[THE TASK] All of the entries are to be printed exactly as they appear.

### RECORDS FOR THE EXERCISE ###

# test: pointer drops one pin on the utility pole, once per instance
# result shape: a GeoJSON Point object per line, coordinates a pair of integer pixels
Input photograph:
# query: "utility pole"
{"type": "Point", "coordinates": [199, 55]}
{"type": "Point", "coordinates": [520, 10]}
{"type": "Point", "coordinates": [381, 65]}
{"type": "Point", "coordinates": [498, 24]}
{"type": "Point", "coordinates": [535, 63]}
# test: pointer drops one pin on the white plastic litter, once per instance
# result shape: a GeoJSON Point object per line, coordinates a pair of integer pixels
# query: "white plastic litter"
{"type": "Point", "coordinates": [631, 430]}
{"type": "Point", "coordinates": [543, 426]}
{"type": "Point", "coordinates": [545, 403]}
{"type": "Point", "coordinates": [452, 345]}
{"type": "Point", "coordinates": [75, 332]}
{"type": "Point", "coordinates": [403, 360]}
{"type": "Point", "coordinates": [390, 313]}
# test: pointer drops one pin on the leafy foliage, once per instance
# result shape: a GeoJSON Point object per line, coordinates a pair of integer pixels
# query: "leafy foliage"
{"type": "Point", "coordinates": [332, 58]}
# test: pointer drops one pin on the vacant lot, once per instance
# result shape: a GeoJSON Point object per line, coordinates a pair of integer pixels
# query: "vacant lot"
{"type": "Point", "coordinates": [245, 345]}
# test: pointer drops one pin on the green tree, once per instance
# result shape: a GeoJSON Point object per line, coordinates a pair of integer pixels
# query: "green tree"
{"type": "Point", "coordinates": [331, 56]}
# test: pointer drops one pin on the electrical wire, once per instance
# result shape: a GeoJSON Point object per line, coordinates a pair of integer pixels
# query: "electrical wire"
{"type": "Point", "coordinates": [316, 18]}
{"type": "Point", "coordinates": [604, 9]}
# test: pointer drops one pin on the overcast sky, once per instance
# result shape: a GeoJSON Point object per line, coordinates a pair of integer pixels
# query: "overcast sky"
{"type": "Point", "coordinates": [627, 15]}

###

[THE ANSWER]
# test: pointer drops one pin on the utility pole, once per instance
# result shape: a GeoJSON Point object per line, coordinates a pair of integer pixels
Input photograph:
# query: "utility pole"
{"type": "Point", "coordinates": [199, 55]}
{"type": "Point", "coordinates": [520, 10]}
{"type": "Point", "coordinates": [381, 65]}
{"type": "Point", "coordinates": [498, 24]}
{"type": "Point", "coordinates": [535, 63]}
# test: pointer drops one pin on the white plastic litter, once per instance
# result shape: a GeoJSON Point object per line, coordinates a pair of integer pixels
# query: "white plastic litter"
{"type": "Point", "coordinates": [631, 430]}
{"type": "Point", "coordinates": [543, 426]}
{"type": "Point", "coordinates": [545, 403]}
{"type": "Point", "coordinates": [452, 345]}
{"type": "Point", "coordinates": [75, 332]}
{"type": "Point", "coordinates": [403, 360]}
{"type": "Point", "coordinates": [390, 313]}
# test: pointer drops one pin on the leafy foliage, once per instance
# result shape: a GeoJSON Point object per line, coordinates a pair of integer pixels
# query: "leafy foliage"
{"type": "Point", "coordinates": [332, 58]}
# test: pointer drops one pin on the vacant lot, once per instance
# result shape: a GeoJSON Point object per line, coordinates a pair of integer pixels
# query: "vacant lot"
{"type": "Point", "coordinates": [245, 345]}
# test: pointer drops one pin on the green tree, once per instance
# result shape: a GeoJSON Point object per line, coordinates a pair of integer pixels
# query: "green tree"
{"type": "Point", "coordinates": [331, 56]}
# test: pointer drops one pin on the electrical wire, once per instance
# result shape: a GeoJSON Point object per line, coordinates a pair of integer pixels
# query: "electrical wire"
{"type": "Point", "coordinates": [316, 18]}
{"type": "Point", "coordinates": [604, 9]}
# test: pointer drops one pin on the overcast sky, once per instance
# result shape: a GeoJSON Point object per line, coordinates a pair of integer pixels
# query: "overcast sky"
{"type": "Point", "coordinates": [627, 15]}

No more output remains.